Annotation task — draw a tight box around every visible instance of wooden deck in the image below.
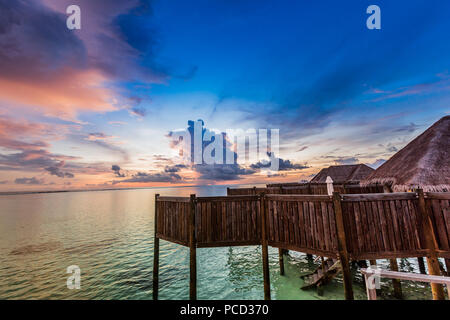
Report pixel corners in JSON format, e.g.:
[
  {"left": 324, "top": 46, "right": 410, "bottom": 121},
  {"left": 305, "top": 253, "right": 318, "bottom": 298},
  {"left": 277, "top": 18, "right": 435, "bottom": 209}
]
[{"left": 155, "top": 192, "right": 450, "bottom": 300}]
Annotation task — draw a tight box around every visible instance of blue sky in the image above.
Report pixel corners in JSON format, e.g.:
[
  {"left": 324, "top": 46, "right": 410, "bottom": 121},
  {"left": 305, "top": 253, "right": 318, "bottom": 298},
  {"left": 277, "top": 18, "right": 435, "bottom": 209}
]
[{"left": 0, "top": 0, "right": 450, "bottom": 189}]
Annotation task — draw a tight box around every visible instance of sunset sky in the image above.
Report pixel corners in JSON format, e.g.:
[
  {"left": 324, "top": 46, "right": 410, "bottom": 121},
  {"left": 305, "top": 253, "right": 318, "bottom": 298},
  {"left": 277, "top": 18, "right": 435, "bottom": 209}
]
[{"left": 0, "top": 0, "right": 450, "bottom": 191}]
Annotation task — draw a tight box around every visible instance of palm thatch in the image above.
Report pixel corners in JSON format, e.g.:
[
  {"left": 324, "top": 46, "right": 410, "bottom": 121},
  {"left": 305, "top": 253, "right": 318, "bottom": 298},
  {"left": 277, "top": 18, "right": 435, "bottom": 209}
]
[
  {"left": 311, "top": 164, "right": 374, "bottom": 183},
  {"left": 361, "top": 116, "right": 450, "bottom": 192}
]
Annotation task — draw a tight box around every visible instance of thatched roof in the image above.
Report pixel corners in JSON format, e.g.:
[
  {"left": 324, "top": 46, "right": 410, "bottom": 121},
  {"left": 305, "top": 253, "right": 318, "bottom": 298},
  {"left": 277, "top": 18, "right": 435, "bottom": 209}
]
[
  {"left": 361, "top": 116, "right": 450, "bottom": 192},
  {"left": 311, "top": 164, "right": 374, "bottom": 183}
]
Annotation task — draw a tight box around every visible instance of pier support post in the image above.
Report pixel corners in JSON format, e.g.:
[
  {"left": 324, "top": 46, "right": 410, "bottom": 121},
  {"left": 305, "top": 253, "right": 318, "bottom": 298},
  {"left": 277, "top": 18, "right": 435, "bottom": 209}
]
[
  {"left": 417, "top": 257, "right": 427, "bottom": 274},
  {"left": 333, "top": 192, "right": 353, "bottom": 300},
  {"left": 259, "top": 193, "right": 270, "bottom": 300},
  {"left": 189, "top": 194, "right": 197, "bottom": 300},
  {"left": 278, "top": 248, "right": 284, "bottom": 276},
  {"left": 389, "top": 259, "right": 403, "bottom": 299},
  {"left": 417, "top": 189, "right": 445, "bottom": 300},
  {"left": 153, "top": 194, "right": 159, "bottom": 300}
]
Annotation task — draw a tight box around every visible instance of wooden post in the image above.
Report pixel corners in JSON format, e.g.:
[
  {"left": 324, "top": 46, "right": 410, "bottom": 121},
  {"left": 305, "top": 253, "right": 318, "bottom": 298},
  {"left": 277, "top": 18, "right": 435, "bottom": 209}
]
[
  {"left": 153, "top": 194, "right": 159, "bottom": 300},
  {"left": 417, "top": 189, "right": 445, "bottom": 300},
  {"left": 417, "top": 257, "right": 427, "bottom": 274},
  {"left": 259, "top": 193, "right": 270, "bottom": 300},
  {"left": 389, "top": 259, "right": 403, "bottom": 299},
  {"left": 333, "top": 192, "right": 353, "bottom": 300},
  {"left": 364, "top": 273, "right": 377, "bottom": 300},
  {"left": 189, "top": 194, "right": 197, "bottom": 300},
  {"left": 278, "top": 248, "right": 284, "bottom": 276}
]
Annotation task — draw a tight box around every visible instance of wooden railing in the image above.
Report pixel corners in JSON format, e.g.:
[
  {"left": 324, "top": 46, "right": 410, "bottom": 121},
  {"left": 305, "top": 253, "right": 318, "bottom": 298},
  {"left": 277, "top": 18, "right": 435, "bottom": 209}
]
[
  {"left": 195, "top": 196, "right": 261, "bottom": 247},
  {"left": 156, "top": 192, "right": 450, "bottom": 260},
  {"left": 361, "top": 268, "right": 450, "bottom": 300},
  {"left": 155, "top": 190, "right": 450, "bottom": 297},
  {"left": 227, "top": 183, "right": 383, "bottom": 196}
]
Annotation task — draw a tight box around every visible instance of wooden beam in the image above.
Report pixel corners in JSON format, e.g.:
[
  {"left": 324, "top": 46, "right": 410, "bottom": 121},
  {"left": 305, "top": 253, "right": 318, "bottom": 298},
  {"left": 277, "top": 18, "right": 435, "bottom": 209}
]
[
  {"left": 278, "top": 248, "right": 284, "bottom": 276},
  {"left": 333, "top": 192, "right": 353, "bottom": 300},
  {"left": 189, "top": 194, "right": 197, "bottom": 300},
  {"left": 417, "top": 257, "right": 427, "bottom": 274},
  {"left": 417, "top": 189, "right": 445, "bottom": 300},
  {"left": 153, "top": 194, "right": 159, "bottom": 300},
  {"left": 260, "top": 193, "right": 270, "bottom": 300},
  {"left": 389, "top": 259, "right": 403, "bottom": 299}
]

◆ ◆ ◆ ◆ ◆ ◆ ◆

GIVEN EXERCISE: Present as a numbered list every line from the one containing "beam in the image above." through the end of the items, both included, omitting any blank lines.

RESULT OF THIS EXERCISE:
1. Annotation task — draw a tight box around every visible instance of wooden beam in the image above.
2. Report pixel corners in JSON format, e.g.:
3. [
4.   {"left": 324, "top": 46, "right": 410, "bottom": 121},
5.   {"left": 305, "top": 253, "right": 318, "bottom": 298},
6.   {"left": 277, "top": 18, "right": 435, "bottom": 209}
7. ]
8. [
9.   {"left": 278, "top": 248, "right": 284, "bottom": 276},
10.   {"left": 333, "top": 192, "right": 353, "bottom": 300},
11.   {"left": 189, "top": 194, "right": 197, "bottom": 300},
12.   {"left": 417, "top": 257, "right": 427, "bottom": 274},
13.   {"left": 417, "top": 189, "right": 445, "bottom": 300},
14.   {"left": 153, "top": 194, "right": 159, "bottom": 300},
15.   {"left": 260, "top": 193, "right": 270, "bottom": 300},
16.   {"left": 389, "top": 259, "right": 403, "bottom": 299}
17. ]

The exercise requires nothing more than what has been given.